> [Exercise prompt]: Put the lines of the rows below into a JSON list of strings, one string per line, leaving out any blank lines.

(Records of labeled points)
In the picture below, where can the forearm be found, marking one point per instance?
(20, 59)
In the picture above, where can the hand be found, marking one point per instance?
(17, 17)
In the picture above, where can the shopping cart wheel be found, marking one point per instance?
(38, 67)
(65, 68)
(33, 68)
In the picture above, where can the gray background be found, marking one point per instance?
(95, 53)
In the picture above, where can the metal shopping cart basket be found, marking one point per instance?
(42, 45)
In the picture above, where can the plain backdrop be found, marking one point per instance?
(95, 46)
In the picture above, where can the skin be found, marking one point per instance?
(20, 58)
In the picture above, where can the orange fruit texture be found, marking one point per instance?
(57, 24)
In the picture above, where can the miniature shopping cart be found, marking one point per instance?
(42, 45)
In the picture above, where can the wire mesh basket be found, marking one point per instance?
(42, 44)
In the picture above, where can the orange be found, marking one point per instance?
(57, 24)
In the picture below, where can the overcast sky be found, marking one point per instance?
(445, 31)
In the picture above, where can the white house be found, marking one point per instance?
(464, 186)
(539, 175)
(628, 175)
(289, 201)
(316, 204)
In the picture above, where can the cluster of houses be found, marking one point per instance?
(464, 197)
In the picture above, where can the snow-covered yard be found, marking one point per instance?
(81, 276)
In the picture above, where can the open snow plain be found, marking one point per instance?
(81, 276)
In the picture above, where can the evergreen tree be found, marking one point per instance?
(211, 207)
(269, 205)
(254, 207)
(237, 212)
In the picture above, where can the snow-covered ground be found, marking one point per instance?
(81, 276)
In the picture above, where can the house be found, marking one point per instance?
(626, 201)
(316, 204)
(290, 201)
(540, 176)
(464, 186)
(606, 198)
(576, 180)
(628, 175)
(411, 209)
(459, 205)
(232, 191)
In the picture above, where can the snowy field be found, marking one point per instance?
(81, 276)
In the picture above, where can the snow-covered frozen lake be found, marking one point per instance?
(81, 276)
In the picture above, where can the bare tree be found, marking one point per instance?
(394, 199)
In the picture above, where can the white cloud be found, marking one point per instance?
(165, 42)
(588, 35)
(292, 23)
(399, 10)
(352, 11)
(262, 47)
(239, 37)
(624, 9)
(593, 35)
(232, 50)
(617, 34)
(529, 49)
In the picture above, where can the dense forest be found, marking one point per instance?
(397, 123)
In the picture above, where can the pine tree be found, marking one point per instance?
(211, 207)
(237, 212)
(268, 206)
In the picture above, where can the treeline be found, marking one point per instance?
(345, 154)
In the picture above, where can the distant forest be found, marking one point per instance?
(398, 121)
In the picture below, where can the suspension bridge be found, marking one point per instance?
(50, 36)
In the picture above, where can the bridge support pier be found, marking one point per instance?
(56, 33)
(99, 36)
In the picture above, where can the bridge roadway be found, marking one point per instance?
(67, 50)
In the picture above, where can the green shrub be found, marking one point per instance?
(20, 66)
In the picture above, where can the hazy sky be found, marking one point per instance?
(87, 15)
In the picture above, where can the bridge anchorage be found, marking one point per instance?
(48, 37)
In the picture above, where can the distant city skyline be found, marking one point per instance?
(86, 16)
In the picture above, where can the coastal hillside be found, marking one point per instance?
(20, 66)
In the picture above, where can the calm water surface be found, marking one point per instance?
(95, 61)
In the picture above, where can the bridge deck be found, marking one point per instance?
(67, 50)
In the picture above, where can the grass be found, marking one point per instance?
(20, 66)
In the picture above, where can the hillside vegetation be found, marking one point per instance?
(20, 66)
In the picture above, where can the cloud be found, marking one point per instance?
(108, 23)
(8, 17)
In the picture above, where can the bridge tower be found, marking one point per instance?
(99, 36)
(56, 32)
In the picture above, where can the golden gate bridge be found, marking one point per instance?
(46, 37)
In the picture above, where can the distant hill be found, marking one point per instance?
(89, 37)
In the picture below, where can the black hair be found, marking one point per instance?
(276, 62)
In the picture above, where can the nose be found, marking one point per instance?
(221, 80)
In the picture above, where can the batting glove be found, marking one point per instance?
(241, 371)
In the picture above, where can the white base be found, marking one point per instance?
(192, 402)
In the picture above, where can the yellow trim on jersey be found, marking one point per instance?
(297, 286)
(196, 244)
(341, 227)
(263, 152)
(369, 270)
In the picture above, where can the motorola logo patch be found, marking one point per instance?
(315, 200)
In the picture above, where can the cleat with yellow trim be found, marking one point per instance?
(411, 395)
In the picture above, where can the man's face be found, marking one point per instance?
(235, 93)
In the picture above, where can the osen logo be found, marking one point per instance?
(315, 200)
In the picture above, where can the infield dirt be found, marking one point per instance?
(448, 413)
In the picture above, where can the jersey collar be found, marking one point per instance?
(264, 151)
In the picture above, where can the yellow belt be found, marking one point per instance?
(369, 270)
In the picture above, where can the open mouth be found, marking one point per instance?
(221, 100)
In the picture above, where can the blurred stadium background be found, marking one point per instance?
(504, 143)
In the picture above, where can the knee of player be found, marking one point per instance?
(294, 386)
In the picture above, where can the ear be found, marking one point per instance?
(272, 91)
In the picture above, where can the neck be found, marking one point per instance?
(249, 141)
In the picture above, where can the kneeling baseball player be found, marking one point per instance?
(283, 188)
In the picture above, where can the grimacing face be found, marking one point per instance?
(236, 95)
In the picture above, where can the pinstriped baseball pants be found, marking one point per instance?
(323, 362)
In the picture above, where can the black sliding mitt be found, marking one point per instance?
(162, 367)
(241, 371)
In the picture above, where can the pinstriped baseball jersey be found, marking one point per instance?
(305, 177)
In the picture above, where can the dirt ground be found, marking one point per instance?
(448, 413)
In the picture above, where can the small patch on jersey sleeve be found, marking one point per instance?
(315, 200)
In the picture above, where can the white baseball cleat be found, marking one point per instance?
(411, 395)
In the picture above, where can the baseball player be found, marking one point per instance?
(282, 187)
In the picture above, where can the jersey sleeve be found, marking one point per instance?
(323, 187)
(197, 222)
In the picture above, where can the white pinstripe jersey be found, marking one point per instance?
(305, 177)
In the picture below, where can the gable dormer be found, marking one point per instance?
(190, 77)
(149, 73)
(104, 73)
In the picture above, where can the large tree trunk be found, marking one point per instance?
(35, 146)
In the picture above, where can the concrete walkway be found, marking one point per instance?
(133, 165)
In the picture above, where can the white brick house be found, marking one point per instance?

> [Solution]:
[
  "In the picture below, where can the forearm be found, marking one point per instance?",
  "(20, 59)",
  "In the picture above, where can the hand be found, marking one point per instance?",
  "(17, 17)",
  "In the picture above, where can the shopping cart wheel be found, marking one point per instance?",
  "(38, 67)",
  "(65, 68)",
  "(33, 68)",
  "In the picture above, where can the gray background be found, marking one point per instance?",
  "(95, 53)",
  "In the picture above, where can the metal shopping cart basket be found, marking one point per instance?",
  "(42, 45)",
  "In the picture above, where can the plain backdrop be found, marking one point per instance?",
  "(95, 46)",
  "In the picture above, where can the skin be found, marking one point per instance?",
  "(20, 58)",
  "In the picture above, where can the orange fruit texture be found, marking one point per instance?",
  "(57, 24)",
  "In the picture above, where can the miniature shopping cart be found, marking one point per instance?",
  "(42, 45)",
  "In the picture above, where can the wire mesh basket be found, marking one point per instance?",
  "(42, 44)",
  "In the picture above, where can the orange be found, marking one point per instance?",
  "(57, 24)",
  "In the picture below, where can the overcast sky be found, marking one point per instance?",
  "(445, 31)",
  "In the picture above, where can the white house be found, marking one point per instance?",
  "(464, 186)",
  "(539, 175)",
  "(628, 175)",
  "(289, 201)",
  "(316, 204)",
  "In the picture above, where can the cluster of houses be found, marking one point per instance?",
  "(464, 197)",
  "In the picture above, where can the snow-covered yard be found, marking one point per instance?",
  "(81, 276)",
  "In the picture above, where can the open snow plain be found, marking one point per instance?",
  "(81, 276)",
  "In the picture above, where can the evergreen tree be found, marking one point per instance?",
  "(211, 207)",
  "(269, 205)",
  "(254, 207)",
  "(237, 212)",
  "In the picture above, where can the snow-covered ground be found, marking one point per instance?",
  "(81, 276)",
  "In the picture above, where can the house be found, marking one point per instance?",
  "(626, 201)",
  "(316, 204)",
  "(290, 201)",
  "(540, 176)",
  "(464, 186)",
  "(606, 198)",
  "(576, 180)",
  "(628, 175)",
  "(411, 209)",
  "(459, 205)",
  "(232, 191)",
  "In the picture above, where can the snowy field be found, marking one point per instance?",
  "(81, 276)",
  "In the picture above, where can the snow-covered frozen lake be found, marking one point per instance?",
  "(81, 276)",
  "In the picture above, where can the bare tree be found, marking one point per instance?",
  "(394, 199)",
  "In the picture above, where can the white cloud be found, marking one point per instance?",
  "(165, 42)",
  "(588, 35)",
  "(292, 23)",
  "(399, 10)",
  "(352, 11)",
  "(262, 47)",
  "(239, 37)",
  "(624, 9)",
  "(593, 35)",
  "(232, 50)",
  "(617, 34)",
  "(529, 49)",
  "In the picture above, where can the dense forest be found, marking one point per instance?",
  "(397, 123)",
  "In the picture above, where can the pine tree be found, marking one point per instance?",
  "(211, 207)",
  "(237, 212)",
  "(268, 206)",
  "In the picture above, where can the treeline be found, marking one point per instance?",
  "(345, 154)",
  "In the picture above, where can the distant forest be found, marking one point per instance?",
  "(398, 121)",
  "In the picture below, where can the suspension bridge be found, marking one point per instance?",
  "(50, 36)",
  "In the picture above, where can the bridge support pier be found, marking one point per instance?",
  "(56, 33)",
  "(99, 36)",
  "In the picture above, where can the bridge roadway be found, marking one point per instance?",
  "(67, 50)",
  "In the picture above, where can the green shrub be found, marking one point per instance?",
  "(20, 66)",
  "In the picture above, where can the hazy sky be found, marking one point per instance?",
  "(87, 15)",
  "In the picture above, where can the bridge anchorage be found, marking one point per instance?",
  "(48, 37)",
  "In the picture above, where can the distant city skyline be found, marking one point per instance?",
  "(86, 16)",
  "In the picture above, where can the coastal hillside be found, marking one point per instance?",
  "(20, 66)",
  "In the picture above, where can the calm water surface be found, marking one point per instance?",
  "(95, 61)",
  "In the picture above, where can the bridge deck be found, marking one point per instance?",
  "(67, 50)",
  "In the picture above, where can the grass be found, marking one point per instance?",
  "(20, 66)",
  "In the picture above, where can the hillside vegetation be found, marking one point per instance?",
  "(20, 66)",
  "In the picture above, where can the cloud be found, marking one point per instance?",
  "(108, 23)",
  "(8, 17)",
  "In the picture above, where can the bridge tower be found, marking one point per instance?",
  "(99, 36)",
  "(56, 32)",
  "In the picture above, where can the golden gate bridge be found, marking one point per instance?",
  "(46, 37)",
  "In the picture above, where can the distant hill be found, marking one point per instance?",
  "(89, 37)",
  "In the picture below, where can the black hair be found, marking one point per instance?",
  "(276, 62)",
  "In the picture above, where can the nose be found, marking one point per instance?",
  "(221, 80)",
  "In the picture above, where can the batting glove be found, marking one point per instance?",
  "(241, 371)",
  "In the picture above, where can the white base be found, marking one point per instance?",
  "(192, 402)",
  "In the picture above, where can the yellow trim on jersey be found, marking one point per instance?",
  "(297, 286)",
  "(196, 244)",
  "(341, 227)",
  "(263, 152)",
  "(369, 270)",
  "In the picture above, where can the motorola logo patch be found, marking one point per instance?",
  "(315, 200)",
  "In the picture above, where can the cleat with yellow trim be found, marking one point per instance?",
  "(411, 395)",
  "In the picture above, where can the man's face be found, marking one point per instance?",
  "(235, 93)",
  "In the picture above, where can the osen logo be found, marking one point per instance?",
  "(315, 200)",
  "In the picture above, where can the infield dirt be found, marking one point per instance?",
  "(448, 413)",
  "In the picture above, where can the jersey collar be found, marking one point per instance?",
  "(264, 151)",
  "In the picture above, where can the yellow belt be found, marking one point per instance?",
  "(369, 270)",
  "In the picture above, where can the open mouth be found, marking one point per instance?",
  "(221, 100)",
  "In the picture above, where can the blurred stadium background be found, marking one point per instance?",
  "(504, 143)",
  "In the picture above, where can the knee of player be found, marking one point per instance?",
  "(294, 386)",
  "In the picture above, where can the ear be found, marking one point per instance?",
  "(272, 91)",
  "In the picture above, where can the neck be found, marking one point per instance?",
  "(249, 141)",
  "In the picture above, where can the kneeling baseball player be found, marking one point per instance?",
  "(283, 188)",
  "In the picture above, where can the grimacing face be found, marking one point per instance?",
  "(236, 95)",
  "In the picture above, where can the pinstriped baseball pants be found, marking one point per instance?",
  "(323, 362)",
  "In the picture above, where can the black sliding mitt be found, marking one point per instance?",
  "(162, 367)",
  "(241, 371)",
  "In the picture above, where can the pinstriped baseball jersey be found, marking one point per instance?",
  "(305, 177)",
  "In the picture above, where can the dirt ground be found, marking one point per instance?",
  "(448, 413)",
  "In the picture above, where can the small patch on jersey sleeve be found, marking one point per instance?",
  "(315, 200)",
  "In the picture above, where can the white baseball cleat be found, marking one point per instance?",
  "(411, 395)",
  "In the picture above, where can the baseball player be found, marking one point per instance?",
  "(282, 187)",
  "In the picture above, where can the jersey sleeve be found, marking one point per instance?",
  "(323, 187)",
  "(197, 222)",
  "In the picture above, where can the white pinstripe jersey be found, marking one point per instance?",
  "(305, 177)",
  "In the picture below, where can the gable dormer be found, marking one point per instance?",
  "(190, 77)",
  "(149, 73)",
  "(104, 73)",
  "In the picture above, where can the large tree trunk be found, marking one point per instance?",
  "(35, 146)",
  "In the picture above, where can the concrete walkway be found, marking one point per instance?",
  "(133, 165)",
  "In the picture above, where can the white brick house be found, marking one point per instance?"
]